• Exercise aim:
Copy the lines below verbatim, starting at the line containing "Target: car hood" and ending at the line containing "Target: rear bumper", with both of those lines included.

• Material shown:

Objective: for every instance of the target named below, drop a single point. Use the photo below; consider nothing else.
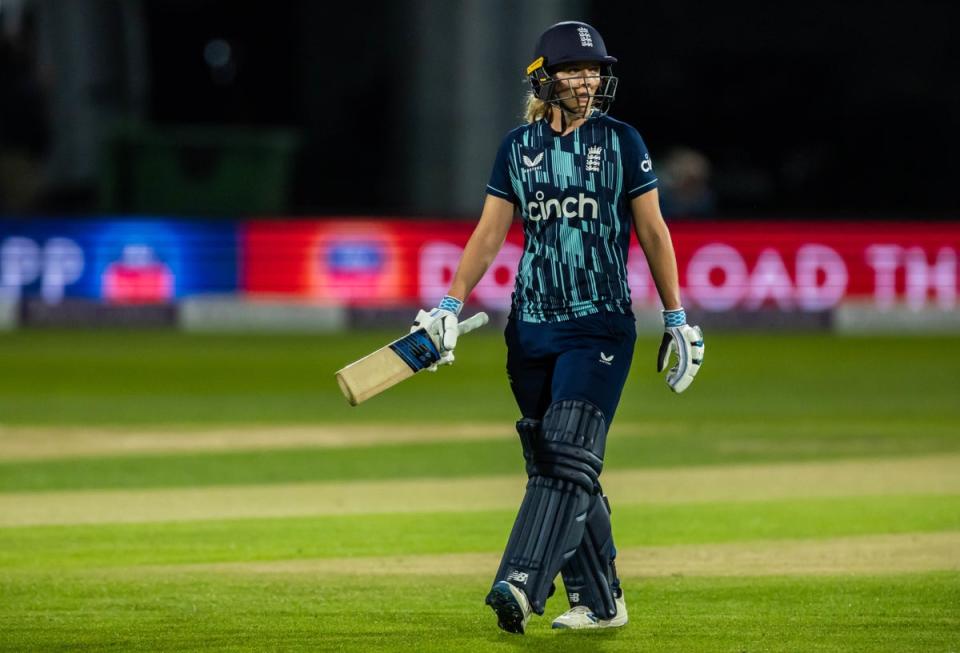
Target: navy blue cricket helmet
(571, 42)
==
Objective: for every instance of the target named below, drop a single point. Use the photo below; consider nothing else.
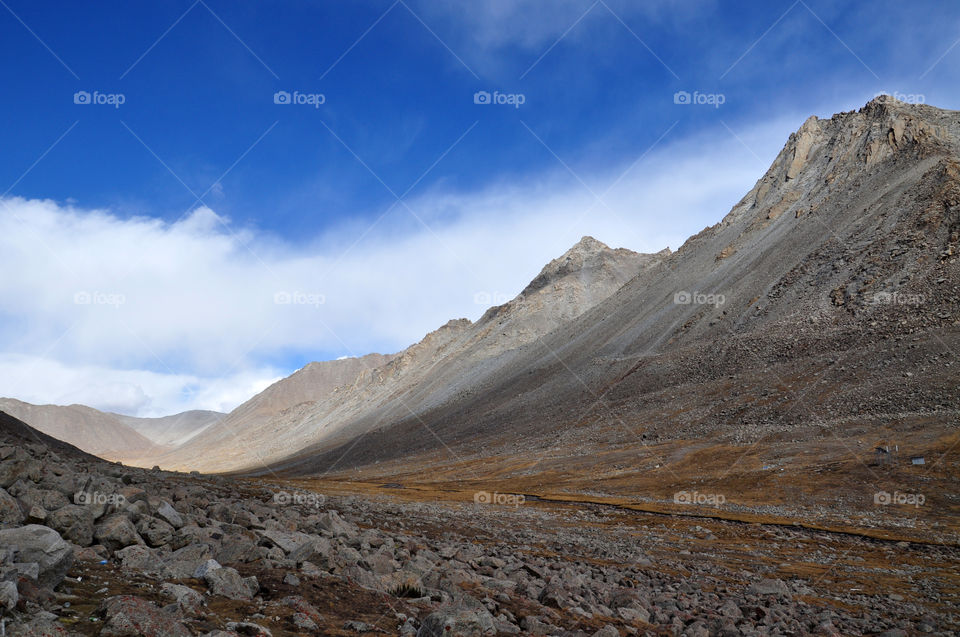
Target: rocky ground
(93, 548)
--
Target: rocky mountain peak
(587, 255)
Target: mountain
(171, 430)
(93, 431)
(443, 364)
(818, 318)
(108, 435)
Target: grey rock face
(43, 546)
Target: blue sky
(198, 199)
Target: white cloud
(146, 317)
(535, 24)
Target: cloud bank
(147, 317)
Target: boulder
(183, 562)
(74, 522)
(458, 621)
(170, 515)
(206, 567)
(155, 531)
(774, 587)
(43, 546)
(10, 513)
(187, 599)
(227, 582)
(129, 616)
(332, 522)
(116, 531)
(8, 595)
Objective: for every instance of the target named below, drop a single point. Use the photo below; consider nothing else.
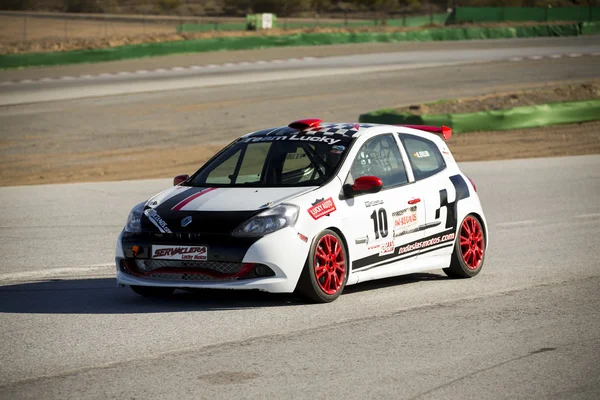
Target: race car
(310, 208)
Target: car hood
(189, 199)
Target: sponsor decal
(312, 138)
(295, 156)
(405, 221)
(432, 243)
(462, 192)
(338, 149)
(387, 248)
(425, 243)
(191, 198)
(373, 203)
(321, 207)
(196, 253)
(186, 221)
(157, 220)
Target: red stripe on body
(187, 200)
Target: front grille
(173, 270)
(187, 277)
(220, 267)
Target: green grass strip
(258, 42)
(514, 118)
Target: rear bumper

• Problem solution:
Target: car hood
(189, 199)
Target: sponsor decal
(312, 138)
(295, 156)
(405, 221)
(432, 243)
(462, 192)
(338, 149)
(387, 248)
(425, 243)
(191, 198)
(373, 203)
(321, 207)
(196, 253)
(186, 221)
(157, 220)
Target: red stripe on body
(187, 200)
Target: front grille
(173, 270)
(187, 277)
(220, 267)
Target: green grass strip
(258, 42)
(514, 118)
Target: rear bumper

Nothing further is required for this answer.